§ Task instructions
From the material below, set down exactly the lines that run from the one containing "positive clicks: (940, 533)" to the one containing "box: [290, 257, 450, 359]", minus the pictures.

§ Data
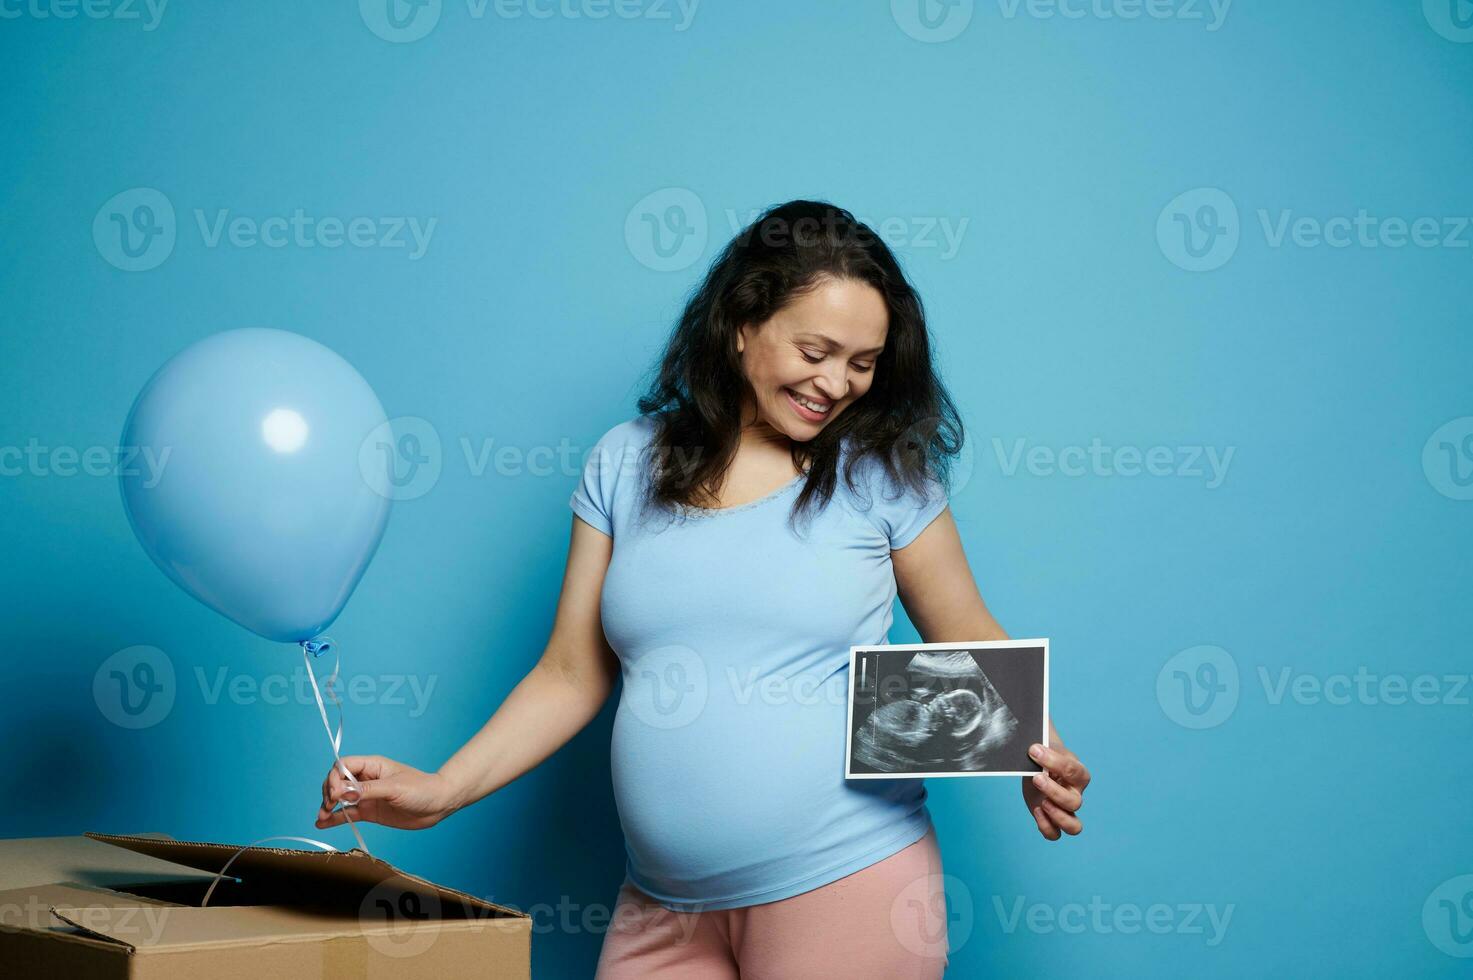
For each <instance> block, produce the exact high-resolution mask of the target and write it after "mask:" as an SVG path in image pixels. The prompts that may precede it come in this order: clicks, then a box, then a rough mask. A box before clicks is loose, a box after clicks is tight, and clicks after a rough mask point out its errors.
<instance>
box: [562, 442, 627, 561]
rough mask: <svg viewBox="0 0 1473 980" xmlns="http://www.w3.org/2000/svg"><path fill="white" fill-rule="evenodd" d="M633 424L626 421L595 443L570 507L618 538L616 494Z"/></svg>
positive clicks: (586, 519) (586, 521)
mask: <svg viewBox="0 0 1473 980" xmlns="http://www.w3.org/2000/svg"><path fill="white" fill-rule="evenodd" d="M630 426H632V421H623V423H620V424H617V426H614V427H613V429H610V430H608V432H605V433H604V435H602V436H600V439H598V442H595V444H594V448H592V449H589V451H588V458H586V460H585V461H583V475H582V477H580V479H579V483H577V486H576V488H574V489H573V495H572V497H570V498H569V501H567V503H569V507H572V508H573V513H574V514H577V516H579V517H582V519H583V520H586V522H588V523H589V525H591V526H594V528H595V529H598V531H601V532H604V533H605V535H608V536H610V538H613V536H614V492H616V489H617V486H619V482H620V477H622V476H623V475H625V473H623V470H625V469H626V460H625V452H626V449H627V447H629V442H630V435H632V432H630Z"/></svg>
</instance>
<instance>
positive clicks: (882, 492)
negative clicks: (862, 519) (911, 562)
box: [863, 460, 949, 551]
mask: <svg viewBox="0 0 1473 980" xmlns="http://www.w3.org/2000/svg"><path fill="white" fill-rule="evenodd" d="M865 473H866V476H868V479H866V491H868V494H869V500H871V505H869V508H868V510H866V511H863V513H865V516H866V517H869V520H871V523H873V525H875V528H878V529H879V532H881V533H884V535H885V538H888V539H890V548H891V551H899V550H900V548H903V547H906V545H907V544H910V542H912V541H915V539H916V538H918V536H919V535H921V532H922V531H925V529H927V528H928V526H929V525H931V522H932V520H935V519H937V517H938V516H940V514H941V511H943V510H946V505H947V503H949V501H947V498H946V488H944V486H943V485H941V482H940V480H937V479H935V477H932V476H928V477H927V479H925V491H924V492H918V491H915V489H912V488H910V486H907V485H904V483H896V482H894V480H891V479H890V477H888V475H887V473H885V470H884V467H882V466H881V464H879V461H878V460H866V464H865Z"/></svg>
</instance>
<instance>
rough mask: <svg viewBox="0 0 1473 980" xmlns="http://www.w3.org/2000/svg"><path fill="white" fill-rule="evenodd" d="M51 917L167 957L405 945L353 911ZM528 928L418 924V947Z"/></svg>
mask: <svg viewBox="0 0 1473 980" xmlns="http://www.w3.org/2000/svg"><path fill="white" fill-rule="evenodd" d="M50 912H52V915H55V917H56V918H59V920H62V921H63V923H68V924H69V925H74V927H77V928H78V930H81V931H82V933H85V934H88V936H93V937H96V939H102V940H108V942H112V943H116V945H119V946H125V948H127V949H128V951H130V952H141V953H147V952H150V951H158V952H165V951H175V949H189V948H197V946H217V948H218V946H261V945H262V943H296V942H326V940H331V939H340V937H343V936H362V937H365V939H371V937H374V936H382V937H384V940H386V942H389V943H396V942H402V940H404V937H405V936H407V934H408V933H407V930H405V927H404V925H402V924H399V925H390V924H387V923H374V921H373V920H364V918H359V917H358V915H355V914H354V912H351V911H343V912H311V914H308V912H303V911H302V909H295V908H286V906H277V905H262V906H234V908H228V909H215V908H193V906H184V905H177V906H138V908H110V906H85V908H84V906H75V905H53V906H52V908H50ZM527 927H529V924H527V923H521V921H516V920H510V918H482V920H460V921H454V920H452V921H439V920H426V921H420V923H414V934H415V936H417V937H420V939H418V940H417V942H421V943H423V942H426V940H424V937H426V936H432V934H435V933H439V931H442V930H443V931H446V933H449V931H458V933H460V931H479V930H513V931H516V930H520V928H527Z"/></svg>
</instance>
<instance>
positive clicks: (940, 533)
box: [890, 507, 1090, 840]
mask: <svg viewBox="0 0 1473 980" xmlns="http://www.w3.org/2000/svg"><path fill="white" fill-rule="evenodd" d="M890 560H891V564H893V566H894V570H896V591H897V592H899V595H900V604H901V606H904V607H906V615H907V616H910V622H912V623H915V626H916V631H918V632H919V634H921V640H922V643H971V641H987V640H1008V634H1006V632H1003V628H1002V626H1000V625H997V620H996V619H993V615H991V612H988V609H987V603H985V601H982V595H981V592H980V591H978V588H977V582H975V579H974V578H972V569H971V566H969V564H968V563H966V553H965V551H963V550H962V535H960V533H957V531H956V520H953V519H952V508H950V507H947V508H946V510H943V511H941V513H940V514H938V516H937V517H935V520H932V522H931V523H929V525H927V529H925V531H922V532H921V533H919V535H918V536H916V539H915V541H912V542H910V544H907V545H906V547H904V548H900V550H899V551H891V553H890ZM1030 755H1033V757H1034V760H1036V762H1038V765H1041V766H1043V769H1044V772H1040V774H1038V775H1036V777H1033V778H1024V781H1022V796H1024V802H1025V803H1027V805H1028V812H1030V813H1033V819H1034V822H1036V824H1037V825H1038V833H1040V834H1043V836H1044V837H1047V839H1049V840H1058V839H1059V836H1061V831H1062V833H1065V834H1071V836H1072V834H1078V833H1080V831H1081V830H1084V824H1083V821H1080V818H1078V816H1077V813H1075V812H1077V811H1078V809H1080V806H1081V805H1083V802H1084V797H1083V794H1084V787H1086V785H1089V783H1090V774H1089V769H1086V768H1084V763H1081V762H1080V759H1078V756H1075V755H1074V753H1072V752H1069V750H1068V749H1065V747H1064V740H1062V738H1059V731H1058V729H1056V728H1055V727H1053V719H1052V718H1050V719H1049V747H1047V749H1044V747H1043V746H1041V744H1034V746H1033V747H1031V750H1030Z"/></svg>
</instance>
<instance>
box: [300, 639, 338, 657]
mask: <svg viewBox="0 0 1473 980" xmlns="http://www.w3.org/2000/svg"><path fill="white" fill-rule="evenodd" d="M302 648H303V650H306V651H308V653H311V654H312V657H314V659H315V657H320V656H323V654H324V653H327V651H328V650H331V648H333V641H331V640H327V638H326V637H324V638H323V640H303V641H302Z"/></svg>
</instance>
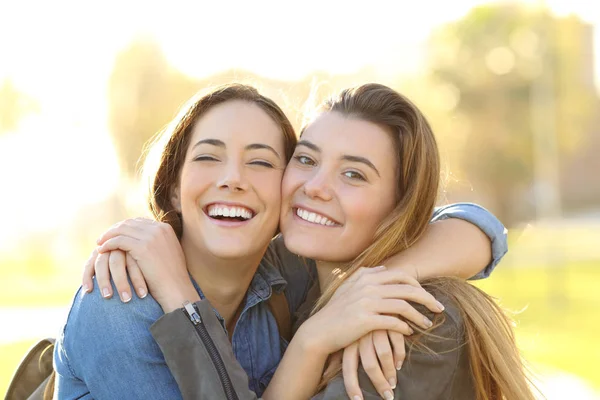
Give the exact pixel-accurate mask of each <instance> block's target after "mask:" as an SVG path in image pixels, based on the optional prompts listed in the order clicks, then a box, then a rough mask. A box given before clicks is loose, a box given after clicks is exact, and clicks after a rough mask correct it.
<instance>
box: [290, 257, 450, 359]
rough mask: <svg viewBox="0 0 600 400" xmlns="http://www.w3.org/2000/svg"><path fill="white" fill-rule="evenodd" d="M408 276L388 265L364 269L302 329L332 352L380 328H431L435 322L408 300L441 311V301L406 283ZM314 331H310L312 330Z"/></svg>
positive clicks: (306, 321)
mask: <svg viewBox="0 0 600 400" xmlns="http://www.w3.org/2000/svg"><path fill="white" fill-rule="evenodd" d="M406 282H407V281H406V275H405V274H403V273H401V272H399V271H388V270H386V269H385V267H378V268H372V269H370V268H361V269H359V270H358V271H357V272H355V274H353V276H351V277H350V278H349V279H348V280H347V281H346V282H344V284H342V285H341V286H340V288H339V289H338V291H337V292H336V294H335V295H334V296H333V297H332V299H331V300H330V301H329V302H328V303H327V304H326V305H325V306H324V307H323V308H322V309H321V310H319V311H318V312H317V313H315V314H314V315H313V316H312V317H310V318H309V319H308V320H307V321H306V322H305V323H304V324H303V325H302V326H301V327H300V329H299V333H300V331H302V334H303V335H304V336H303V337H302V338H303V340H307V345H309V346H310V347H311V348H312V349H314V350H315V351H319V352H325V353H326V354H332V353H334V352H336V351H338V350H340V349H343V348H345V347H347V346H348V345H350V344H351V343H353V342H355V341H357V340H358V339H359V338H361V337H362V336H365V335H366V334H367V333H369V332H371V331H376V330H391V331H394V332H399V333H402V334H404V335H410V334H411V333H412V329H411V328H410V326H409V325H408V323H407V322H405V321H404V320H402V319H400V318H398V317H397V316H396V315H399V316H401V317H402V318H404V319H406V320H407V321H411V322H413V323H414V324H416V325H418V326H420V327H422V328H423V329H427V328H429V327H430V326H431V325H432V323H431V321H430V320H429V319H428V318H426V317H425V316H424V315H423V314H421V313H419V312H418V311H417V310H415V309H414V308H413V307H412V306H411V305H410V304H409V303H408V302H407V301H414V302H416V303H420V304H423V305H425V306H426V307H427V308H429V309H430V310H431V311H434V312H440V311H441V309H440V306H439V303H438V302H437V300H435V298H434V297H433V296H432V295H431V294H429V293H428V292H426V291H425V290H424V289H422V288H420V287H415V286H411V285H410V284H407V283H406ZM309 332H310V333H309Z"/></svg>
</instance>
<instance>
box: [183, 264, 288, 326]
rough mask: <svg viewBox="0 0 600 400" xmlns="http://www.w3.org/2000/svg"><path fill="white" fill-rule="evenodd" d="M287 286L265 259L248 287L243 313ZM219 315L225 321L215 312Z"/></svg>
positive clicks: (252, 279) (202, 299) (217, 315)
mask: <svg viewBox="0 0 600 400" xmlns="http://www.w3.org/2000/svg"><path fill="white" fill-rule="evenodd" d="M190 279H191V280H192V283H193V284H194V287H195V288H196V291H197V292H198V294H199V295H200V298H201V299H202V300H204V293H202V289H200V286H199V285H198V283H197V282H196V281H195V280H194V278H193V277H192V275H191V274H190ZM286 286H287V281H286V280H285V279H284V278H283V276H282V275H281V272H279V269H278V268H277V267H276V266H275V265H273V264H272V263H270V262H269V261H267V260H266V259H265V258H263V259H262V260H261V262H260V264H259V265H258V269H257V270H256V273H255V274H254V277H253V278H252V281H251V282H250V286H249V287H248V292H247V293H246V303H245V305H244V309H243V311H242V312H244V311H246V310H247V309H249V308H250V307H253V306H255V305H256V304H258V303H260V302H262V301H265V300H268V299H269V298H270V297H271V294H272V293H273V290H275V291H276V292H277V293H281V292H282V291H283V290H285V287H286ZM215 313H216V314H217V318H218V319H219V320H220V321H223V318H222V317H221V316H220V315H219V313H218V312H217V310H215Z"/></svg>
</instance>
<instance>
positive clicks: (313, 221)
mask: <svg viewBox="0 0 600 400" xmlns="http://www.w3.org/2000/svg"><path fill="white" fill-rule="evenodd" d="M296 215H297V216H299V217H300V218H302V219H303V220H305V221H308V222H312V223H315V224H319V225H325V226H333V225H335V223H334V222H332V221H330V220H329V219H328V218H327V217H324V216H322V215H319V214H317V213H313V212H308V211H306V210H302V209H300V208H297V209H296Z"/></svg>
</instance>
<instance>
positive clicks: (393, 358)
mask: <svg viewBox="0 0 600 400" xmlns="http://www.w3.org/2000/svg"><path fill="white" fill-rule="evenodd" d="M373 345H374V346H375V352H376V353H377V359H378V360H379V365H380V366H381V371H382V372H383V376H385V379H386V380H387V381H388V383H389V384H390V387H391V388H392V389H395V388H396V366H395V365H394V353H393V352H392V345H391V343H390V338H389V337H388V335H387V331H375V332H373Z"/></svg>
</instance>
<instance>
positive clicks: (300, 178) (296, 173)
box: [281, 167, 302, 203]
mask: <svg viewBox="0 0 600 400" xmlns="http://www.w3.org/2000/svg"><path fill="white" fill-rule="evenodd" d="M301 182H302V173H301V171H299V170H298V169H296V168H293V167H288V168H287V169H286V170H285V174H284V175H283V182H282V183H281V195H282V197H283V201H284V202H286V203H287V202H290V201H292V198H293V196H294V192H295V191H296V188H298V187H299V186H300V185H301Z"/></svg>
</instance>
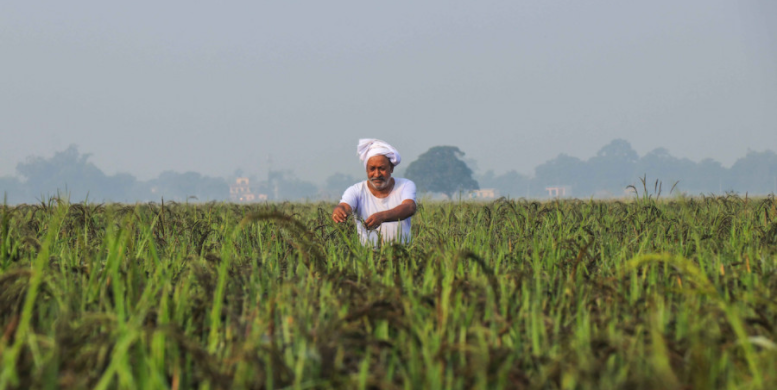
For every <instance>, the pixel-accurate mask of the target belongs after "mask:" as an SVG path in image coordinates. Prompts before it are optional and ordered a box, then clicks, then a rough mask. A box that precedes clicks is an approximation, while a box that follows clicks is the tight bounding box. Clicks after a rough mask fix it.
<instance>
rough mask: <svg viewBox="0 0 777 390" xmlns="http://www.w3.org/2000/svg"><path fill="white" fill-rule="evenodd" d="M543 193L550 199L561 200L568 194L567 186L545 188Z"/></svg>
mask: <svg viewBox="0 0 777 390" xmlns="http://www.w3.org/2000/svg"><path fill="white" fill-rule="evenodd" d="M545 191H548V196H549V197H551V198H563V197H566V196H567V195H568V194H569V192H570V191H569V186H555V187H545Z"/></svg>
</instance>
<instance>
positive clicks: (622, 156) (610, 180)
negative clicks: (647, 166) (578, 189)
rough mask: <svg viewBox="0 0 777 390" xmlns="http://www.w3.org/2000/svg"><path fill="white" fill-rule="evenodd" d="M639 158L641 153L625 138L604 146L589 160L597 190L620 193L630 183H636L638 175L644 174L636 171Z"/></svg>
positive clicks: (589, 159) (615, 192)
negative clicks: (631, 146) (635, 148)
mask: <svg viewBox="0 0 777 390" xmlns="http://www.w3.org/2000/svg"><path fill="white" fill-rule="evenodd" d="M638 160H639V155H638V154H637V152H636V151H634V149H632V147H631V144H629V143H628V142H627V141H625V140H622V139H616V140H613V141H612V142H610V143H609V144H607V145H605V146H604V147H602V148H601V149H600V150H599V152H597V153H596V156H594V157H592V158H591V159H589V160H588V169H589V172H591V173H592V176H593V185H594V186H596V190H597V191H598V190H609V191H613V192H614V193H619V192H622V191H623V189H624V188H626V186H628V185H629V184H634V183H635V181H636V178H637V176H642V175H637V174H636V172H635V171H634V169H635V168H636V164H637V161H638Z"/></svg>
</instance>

§ Task solution
positive clicks: (940, 533)
box: [890, 507, 1090, 840]
mask: <svg viewBox="0 0 1473 980" xmlns="http://www.w3.org/2000/svg"><path fill="white" fill-rule="evenodd" d="M890 560H891V564H893V566H894V570H896V591H897V592H899V595H900V604H901V606H904V607H906V615H907V616H910V622H912V623H915V626H916V631H918V632H919V634H921V640H922V643H971V641H987V640H1008V634H1006V632H1003V628H1002V626H1000V625H997V620H996V619H993V615H991V612H988V609H987V603H985V601H982V595H981V592H980V591H978V588H977V582H975V579H974V578H972V569H971V566H969V564H968V563H966V553H965V551H963V550H962V535H960V533H957V531H956V520H953V519H952V508H950V507H947V508H946V510H943V511H941V513H940V514H938V516H937V517H935V520H932V522H931V523H929V525H927V529H925V531H922V532H921V533H919V535H918V536H916V539H915V541H912V542H910V544H907V545H906V547H904V548H900V550H899V551H891V553H890ZM1030 755H1033V757H1034V760H1036V762H1038V765H1041V766H1043V769H1044V772H1040V774H1038V775H1036V777H1033V778H1024V781H1022V796H1024V802H1025V803H1027V805H1028V812H1030V813H1033V819H1034V822H1036V824H1037V825H1038V833H1040V834H1043V836H1044V837H1047V839H1049V840H1058V839H1059V836H1061V831H1062V833H1065V834H1071V836H1072V834H1078V833H1080V831H1081V830H1084V824H1083V821H1080V818H1078V816H1077V813H1075V812H1077V811H1078V809H1080V806H1081V805H1083V802H1084V797H1083V794H1084V787H1086V785H1089V783H1090V774H1089V769H1086V768H1084V763H1081V762H1080V759H1078V756H1075V755H1074V753H1072V752H1069V750H1068V749H1065V747H1064V740H1062V738H1059V731H1058V729H1056V728H1055V727H1053V719H1052V718H1050V719H1049V747H1047V749H1044V747H1043V746H1041V744H1034V746H1033V747H1031V750H1030Z"/></svg>
</instance>
<instance>
box: [300, 639, 338, 657]
mask: <svg viewBox="0 0 1473 980" xmlns="http://www.w3.org/2000/svg"><path fill="white" fill-rule="evenodd" d="M302 648H303V650H306V651H308V653H311V654H312V657H314V659H315V657H320V656H323V654H324V653H327V651H328V650H331V648H333V641H331V640H327V638H326V637H324V638H323V640H303V641H302Z"/></svg>
</instance>
Give the exact pixel-accurate mask of each <instance> block's target after "mask:" as an SVG path in image pixels, based on the optional prompts listed in the order clicks, then a box, then a rough mask. A box given before clicks is loose, a box given after clicks is exact, and clicks after a rough mask correct it.
<instance>
box: [290, 257, 450, 359]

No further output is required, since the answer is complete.